**WHAT IS ASKED:** Look for "the child's ear" in the records below, then copy that line and every line after it, exactly and with nothing added.

**RECORDS SHOWN:**
===
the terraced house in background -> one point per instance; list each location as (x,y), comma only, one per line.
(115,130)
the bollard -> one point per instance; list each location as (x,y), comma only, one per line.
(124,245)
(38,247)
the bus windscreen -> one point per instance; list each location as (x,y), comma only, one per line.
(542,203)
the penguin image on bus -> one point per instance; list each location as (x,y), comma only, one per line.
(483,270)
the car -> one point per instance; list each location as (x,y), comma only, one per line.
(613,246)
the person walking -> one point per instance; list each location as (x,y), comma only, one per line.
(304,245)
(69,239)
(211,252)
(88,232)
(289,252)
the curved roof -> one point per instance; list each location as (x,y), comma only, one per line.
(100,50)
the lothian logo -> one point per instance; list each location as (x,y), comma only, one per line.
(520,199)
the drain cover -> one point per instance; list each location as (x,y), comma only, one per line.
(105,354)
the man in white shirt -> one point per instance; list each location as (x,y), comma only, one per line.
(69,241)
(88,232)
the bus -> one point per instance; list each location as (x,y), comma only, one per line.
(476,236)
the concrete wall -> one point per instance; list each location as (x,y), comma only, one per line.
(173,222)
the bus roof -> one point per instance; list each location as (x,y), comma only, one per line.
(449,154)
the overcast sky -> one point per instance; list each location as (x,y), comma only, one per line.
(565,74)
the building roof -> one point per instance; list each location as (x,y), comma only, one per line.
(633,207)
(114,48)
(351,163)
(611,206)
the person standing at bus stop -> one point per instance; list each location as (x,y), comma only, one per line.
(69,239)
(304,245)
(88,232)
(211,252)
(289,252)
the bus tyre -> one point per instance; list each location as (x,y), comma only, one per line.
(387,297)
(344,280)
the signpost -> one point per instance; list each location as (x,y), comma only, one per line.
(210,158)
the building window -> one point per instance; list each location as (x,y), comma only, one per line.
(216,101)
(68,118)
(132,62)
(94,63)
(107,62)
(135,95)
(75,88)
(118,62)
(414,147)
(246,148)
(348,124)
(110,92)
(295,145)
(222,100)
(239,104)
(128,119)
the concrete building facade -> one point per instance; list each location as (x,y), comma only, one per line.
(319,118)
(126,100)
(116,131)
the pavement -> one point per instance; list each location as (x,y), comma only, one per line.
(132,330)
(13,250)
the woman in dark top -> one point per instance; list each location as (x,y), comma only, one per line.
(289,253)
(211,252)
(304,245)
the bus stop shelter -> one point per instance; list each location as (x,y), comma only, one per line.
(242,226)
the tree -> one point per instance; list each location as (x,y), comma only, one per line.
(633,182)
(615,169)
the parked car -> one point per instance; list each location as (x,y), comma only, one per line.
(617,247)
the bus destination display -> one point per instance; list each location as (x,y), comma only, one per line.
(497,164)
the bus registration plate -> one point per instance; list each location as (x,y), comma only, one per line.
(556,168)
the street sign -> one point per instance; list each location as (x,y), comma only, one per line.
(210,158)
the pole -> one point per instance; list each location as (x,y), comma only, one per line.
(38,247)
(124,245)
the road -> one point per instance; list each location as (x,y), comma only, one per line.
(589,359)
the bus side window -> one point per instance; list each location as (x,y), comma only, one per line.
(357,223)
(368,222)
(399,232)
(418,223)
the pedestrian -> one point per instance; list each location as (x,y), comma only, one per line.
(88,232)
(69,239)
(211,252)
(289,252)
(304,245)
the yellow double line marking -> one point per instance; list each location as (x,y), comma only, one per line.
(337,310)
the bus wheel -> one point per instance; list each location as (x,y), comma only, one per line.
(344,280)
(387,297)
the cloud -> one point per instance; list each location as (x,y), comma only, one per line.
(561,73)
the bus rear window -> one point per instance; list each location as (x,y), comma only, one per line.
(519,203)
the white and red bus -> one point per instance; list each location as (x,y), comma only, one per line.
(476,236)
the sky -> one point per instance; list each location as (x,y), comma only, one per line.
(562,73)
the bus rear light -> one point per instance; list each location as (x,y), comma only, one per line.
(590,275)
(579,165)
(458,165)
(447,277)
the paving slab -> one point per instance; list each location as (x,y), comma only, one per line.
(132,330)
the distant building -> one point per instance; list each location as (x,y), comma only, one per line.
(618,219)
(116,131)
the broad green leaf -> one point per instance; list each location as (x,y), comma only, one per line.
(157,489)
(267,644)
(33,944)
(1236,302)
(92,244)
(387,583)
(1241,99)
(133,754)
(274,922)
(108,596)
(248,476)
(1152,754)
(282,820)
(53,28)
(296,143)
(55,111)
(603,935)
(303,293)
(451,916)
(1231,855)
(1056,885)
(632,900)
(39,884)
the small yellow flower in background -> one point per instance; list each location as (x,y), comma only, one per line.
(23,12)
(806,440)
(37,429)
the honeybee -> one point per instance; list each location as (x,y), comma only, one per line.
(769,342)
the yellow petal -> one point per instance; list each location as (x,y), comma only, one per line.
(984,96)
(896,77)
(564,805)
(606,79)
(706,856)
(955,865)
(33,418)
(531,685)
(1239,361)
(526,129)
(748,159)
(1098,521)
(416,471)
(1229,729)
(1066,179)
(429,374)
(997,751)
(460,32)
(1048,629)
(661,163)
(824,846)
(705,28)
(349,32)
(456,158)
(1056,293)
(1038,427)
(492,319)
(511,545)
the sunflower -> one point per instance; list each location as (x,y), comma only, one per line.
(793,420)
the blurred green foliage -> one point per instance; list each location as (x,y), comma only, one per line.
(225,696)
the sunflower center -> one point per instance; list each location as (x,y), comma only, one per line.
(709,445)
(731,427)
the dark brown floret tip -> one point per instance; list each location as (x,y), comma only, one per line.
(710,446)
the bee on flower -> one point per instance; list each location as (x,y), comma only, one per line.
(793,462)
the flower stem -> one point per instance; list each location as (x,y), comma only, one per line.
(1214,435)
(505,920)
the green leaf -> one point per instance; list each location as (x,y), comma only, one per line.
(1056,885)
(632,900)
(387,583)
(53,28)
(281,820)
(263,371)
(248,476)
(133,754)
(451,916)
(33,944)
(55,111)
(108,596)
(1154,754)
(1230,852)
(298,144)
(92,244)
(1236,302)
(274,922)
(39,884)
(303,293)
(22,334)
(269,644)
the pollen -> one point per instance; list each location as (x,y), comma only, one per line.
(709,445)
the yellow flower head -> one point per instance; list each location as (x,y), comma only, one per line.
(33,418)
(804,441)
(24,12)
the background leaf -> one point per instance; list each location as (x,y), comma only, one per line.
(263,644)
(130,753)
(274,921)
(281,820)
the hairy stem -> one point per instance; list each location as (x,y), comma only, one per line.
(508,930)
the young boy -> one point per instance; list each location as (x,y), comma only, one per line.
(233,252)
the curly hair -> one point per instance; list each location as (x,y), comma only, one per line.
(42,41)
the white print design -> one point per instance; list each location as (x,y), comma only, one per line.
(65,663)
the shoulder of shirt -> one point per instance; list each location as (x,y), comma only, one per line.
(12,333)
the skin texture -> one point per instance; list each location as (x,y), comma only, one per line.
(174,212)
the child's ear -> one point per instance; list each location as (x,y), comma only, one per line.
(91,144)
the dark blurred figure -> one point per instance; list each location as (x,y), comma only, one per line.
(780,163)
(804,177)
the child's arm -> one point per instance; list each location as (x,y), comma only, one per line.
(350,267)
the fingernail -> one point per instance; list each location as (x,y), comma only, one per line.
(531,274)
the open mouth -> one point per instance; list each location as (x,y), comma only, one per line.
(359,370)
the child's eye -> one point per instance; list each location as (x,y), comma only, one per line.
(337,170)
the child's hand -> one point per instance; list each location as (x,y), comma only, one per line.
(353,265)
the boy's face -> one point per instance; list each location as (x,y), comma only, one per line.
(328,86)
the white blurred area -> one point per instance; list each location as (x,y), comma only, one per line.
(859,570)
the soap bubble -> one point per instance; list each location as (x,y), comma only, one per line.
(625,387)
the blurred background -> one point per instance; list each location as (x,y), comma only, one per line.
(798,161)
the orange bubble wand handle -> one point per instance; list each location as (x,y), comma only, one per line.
===
**WRITTEN RESPONSE:**
the child's ear -> one point per instance; list each location as (x,y), comma only, one per line.
(91,144)
the dark blurred figure -> one point per instance; list each location as (x,y), comma only, one per line.
(780,163)
(804,177)
the child's arm -> one point per instance; list each location as (x,y), comma only, one per line.
(350,267)
the fingernail -> one point per instance; list each location as (x,y), comma only, one per line.
(531,274)
the open mouth -> one point per instance; list each location as (x,y), comma only, one per line.
(359,370)
the child's eye -> one point per instance; list each location as (x,y), comma only, one per line.
(337,170)
the child's hand -> one point per instance; list each location as (x,y), comma only, one per line.
(353,265)
the boy's face -> one point per instance; list each location as (x,y), comma only, one per line.
(328,86)
the white blurred area -> one point per instance; list each location as (x,y), comma only, one per line.
(859,570)
the soap bubble -> one point per instance; list each location as (x,y), comma only, one per line.
(625,387)
the blurred background -> one point per instance; list each location as (x,y), comma only, one per line.
(798,161)
the orange bubble wand handle -> one point per instance; list each location as (x,y), comma only, one per line.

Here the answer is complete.